Manchester United must wish they had gone for Mauricio Pochettino

As fans face another season of José Mourinho moaning, they will reflect on who United could have chosen instead of David Moyes and Louis van Gaal

Funny old game, football management. Both Stoke and West Brom were glad to see the back of Tony Pulis, and look where they are now. And look where Pulis is now, cheerfully turning Middlesbrough into a force again and keeping pace with Marcelo Bielsa’s Leeds at the top of the Championship.

The word cheerfully is used carefully, for although Pulis has a reputation for functional football, his outlook is usually sunny and his attitude always positive. His reaction on missing out on the chance to sign Yannick Bolasie last week was fairly typical. “If we can’t get the players that will improve us, then we’ll work our socks off to get the best out of the ones we have,” Pulis said.

Which brings us in a roundabout way to Manchester United, who would never hire a manager like Pulis in a million years but sorely need some of his unifying philosophy.

José Mourinho, despite £364m spent in five transfer windows, has let it be known he is dissatisfied with the club’s failure to bring in more players over the summer. He specifically wanted another top-line centre-back and, while the executive vice-chairman, Ed Woodward, appears to have taken the reasonable view that United are well enough staffed in that area, not least with the centre-backs Mourinho has brought in, the manager’s comments duly undermined the confidence of Eric Bailly and Victor Lindelöf at Brighton.

→ **Entries shown**:
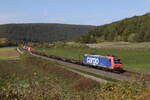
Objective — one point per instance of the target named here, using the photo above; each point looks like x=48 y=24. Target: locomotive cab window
x=117 y=61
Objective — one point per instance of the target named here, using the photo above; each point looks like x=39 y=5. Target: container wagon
x=108 y=62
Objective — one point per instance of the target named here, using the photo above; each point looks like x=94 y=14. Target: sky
x=86 y=12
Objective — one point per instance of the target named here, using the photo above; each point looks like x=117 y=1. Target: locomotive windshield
x=117 y=61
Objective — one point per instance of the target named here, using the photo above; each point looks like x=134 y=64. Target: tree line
x=135 y=29
x=42 y=32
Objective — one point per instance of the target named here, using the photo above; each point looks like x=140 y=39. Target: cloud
x=45 y=12
x=7 y=18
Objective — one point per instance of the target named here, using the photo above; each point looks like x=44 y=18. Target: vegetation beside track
x=133 y=59
x=37 y=79
x=8 y=53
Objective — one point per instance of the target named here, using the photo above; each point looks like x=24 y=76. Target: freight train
x=108 y=62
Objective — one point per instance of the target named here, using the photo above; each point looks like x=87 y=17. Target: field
x=32 y=78
x=8 y=53
x=133 y=59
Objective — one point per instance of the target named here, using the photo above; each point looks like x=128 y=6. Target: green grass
x=32 y=78
x=95 y=75
x=134 y=60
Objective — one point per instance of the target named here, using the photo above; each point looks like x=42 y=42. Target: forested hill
x=135 y=29
x=40 y=32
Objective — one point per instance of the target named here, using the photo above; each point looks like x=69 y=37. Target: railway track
x=125 y=75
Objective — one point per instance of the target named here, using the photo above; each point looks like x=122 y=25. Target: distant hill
x=42 y=32
x=135 y=29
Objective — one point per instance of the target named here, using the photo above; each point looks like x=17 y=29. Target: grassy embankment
x=32 y=78
x=8 y=53
x=133 y=59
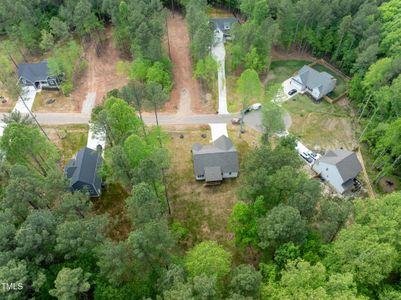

→ **Tasks to carry out**:
#1 Answer these questions using the article on Manchester United and José Mourinho:
(a) Which two clubs were glad to see the back of Tony Pulis?
(b) Which player did Pulis miss out on signing last week?
(c) How much has Mourinho spent, and over how many transfer windows?
#2 List every football club named in the article on Manchester United and José Mourinho.
#3 Resume the article on Manchester United and José Mourinho from the point where it stops.

→ **Answers provided**:
#1
(a) Stoke and West Brom
(b) Yannick Bolasie
(c) £364m over five transfer windows

#2 Manchester United, Stoke, West Brom, Middlesbrough, Leeds, Brighton

#3
United’s listlessness is not confined to their backline either, with various players from Paul Pogba to Anthony Martial nursing personal grievances. There has already been too much coverage of who said what and when to make interesting reading for anyone other than Manchester City fans or Mourinho-haters, but suffice to say that United at the moment are not working their socks off. They are looking like a failed experiment, and an extremely expensive one.

There is a blame game going on at Old Trafford, which some choose to interpret as par for the course for a third Mourinho season and others more pointedly regard as a calculated distraction to draw attention from the unpalatable truth that United are miles behind City on the field.

Some loyalists, including Dimitar Berbatov, bless him, are of the opinion any side can suffer an early-season blip and United’s title challenge will soon be back on the rails. The former United and Spurs striker even pointed out, in his capacity as a Betfair analyst, that Mourinho’s Internazionale began their all‑conquering 2009-10 season with a tame draw.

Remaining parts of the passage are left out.